TASK TO COMPLETE
Rewrite the passage on air fryer chicken tenders, starting at "What Temperature Should" and ending at "cooks through evenly.", and swap "cooking spray" for "avocado oil spray".

**** GIVEN PASSAGE

Credit: Renae Wilson

Another way to enjoy more crunchy chicken tenders in my life? Sign me up! Frying at home can sometimes feel like a daunting task: There’s the smell of frying that lingers in your home after, waiting for the hot oil to cool, disposing of the oil afterward. It’s exciting to know that tossing breaded chicken tenders in the air fryer can satisfy the craving without all the hassle.  

What Temperature Should You Cook Chicken Tenders in the Air Fryer?

After breading your tenders, all it takes is about 10 minutes (or a little less) for a batch of crunchy tender goodness to be on your dinner table. Cook them at about 400ºF to maintain moisture, but gain crunch. I like to use a little cooking spray to help usher in that golden-brown color. And letting them sit at room temperature for 30 minutes after being coated will make sure that the breadcrumbs adhere better and the chicken cooks through evenly.

********
**** DATA PROVIDED

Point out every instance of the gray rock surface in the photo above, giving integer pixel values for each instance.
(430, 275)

********

FULL ANSWER
What Temperature Should You Cook Chicken Tenders in the Air Fryer?

After breading your tenders, all it takes is about 10 minutes (or a little less) for a batch of crunchy tender goodness to be on your dinner table. Cook them at about 400ºF to maintain moisture, but gain crunch. I like to use a little avocado oil spray to help usher in that golden-brown color. And letting them sit at room temperature for 30 minutes after being coated will make sure that the breadcrumbs adhere better and the chicken cooks through evenly.